● EXERCISE BRIEF
Your answer must consist of exactly the lines below, starting with the line with "Target: taillight" and going on through the line with "Target: rear window wiper", and nothing else.

--- PROVIDED RECORDS ---

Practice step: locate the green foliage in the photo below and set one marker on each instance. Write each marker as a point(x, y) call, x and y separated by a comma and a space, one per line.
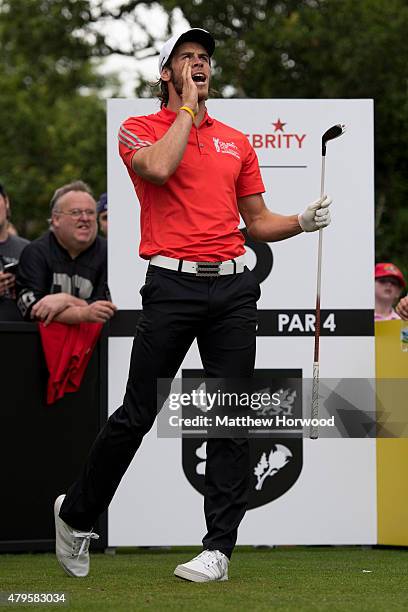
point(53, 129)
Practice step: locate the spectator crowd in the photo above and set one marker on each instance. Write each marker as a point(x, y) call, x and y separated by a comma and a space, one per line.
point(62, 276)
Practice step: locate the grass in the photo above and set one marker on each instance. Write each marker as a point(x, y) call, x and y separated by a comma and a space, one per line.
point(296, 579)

---
--- PROVIDED RECORDS ---

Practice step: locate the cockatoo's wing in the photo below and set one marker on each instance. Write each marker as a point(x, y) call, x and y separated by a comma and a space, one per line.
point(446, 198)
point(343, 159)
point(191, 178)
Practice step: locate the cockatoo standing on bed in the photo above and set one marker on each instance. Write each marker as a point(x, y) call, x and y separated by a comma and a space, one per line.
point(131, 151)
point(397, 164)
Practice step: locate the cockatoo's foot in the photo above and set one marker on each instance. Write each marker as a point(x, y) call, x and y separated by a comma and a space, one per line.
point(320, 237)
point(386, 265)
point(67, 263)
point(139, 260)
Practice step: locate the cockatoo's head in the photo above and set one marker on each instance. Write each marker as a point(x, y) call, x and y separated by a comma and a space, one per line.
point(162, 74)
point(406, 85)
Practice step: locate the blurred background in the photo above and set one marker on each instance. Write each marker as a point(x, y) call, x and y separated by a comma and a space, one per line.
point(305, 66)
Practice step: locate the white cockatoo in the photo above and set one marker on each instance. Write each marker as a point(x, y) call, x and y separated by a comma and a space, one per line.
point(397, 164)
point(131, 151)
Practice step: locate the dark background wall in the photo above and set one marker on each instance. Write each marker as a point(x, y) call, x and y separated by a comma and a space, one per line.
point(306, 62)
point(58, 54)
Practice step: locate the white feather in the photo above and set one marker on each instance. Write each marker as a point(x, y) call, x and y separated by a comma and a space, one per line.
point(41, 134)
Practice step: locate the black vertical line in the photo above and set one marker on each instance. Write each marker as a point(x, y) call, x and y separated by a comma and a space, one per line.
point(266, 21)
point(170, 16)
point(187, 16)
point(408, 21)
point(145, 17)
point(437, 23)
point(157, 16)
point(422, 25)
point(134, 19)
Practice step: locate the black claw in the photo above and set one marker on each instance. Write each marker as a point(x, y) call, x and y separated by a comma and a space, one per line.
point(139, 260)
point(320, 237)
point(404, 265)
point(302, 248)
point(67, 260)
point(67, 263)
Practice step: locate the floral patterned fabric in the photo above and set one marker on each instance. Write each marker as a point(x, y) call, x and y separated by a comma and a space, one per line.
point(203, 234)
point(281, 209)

---
--- PROVIDED RECORDS ---

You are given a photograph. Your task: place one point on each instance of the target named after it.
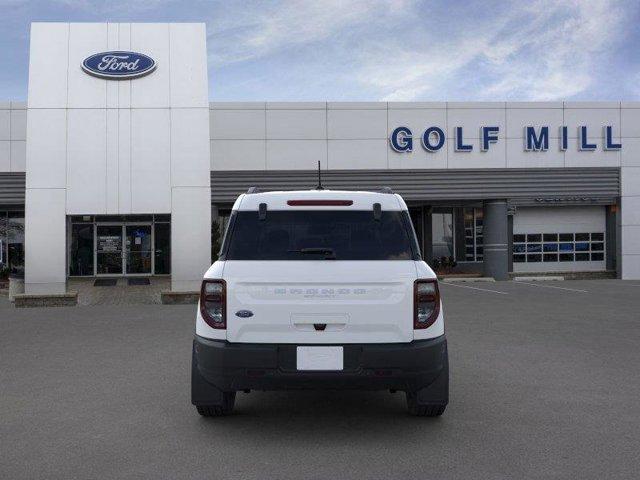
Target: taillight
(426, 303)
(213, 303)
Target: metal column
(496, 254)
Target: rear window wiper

---

● RESULT BELOW
Target: taillight
(426, 303)
(213, 303)
Target: metal column
(496, 254)
Target: rear window wiper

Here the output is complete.